# Excerpt to read

═══

A new hyper-efficient multi-modal LLM
Created on January 8|Last edited on January 8
Developed by researchers from Anhui Polytechnic University, Nanyang Technological University, and Lehigh University, TinyGPT-V is designed to bridge the gap between high performance and computational accessibility in the realm of multimodal learning, which combines language and visual elements.
TinyGPT-V stands out for its ability to be trained on a 24G GPU and deployed on an 8G GPU or CPU, making it significantly more accessible for various applications. It is built on the Phi-2 language model, known for its efficiency and performance, and integrates a pre-trained ViT for the vision module. This model has a total of 2.8 billion parameters and undergoes a unique quantization process, making it suitable for local deployment and inference tasks on various devices.

═══

# Task item
List the universities whose researchers developed the model described in the text about TinyGPT-V.

Saved data entries:
═══

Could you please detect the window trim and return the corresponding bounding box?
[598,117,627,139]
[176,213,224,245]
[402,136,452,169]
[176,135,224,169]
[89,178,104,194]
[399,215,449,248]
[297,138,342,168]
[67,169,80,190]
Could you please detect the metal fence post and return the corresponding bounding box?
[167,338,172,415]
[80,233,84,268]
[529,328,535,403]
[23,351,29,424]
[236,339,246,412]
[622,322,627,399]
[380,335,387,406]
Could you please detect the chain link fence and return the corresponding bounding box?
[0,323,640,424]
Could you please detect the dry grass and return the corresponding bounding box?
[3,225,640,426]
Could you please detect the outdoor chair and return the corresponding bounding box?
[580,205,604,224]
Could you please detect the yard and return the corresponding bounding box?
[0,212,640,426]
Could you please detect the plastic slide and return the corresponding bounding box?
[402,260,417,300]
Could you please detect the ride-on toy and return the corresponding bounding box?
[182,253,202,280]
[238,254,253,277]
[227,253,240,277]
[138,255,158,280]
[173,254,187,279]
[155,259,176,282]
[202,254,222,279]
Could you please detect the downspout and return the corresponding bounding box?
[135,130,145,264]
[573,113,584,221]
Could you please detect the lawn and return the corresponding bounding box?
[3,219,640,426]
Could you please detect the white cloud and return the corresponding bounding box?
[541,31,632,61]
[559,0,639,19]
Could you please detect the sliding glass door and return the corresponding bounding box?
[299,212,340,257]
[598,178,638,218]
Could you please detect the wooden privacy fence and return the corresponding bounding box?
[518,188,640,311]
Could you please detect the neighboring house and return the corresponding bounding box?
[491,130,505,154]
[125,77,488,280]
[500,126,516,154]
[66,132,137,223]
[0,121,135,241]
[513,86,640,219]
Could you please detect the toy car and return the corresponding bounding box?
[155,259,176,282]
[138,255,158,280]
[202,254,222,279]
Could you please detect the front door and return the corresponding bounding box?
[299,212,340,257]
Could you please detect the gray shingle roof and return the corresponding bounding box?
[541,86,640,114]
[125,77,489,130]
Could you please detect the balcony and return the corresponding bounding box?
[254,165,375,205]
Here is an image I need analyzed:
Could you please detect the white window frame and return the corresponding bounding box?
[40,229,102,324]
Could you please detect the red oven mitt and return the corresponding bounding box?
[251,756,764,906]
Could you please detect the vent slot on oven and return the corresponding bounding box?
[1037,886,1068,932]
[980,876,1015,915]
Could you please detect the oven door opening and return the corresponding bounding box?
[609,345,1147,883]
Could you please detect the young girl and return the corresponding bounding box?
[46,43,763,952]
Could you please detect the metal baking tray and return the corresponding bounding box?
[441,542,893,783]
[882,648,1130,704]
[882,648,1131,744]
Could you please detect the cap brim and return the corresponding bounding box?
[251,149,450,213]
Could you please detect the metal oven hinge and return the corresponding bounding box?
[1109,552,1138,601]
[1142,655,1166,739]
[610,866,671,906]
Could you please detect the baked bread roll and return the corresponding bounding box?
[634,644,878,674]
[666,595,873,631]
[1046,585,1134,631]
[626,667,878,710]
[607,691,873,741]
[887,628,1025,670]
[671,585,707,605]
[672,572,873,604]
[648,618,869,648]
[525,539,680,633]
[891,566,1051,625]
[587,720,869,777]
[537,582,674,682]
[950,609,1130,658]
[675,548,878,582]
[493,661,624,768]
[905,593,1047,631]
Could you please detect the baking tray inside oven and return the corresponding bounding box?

═══

# Exercise answer
Anhui Polytechnic University, Nanyang Technological University, Lehigh University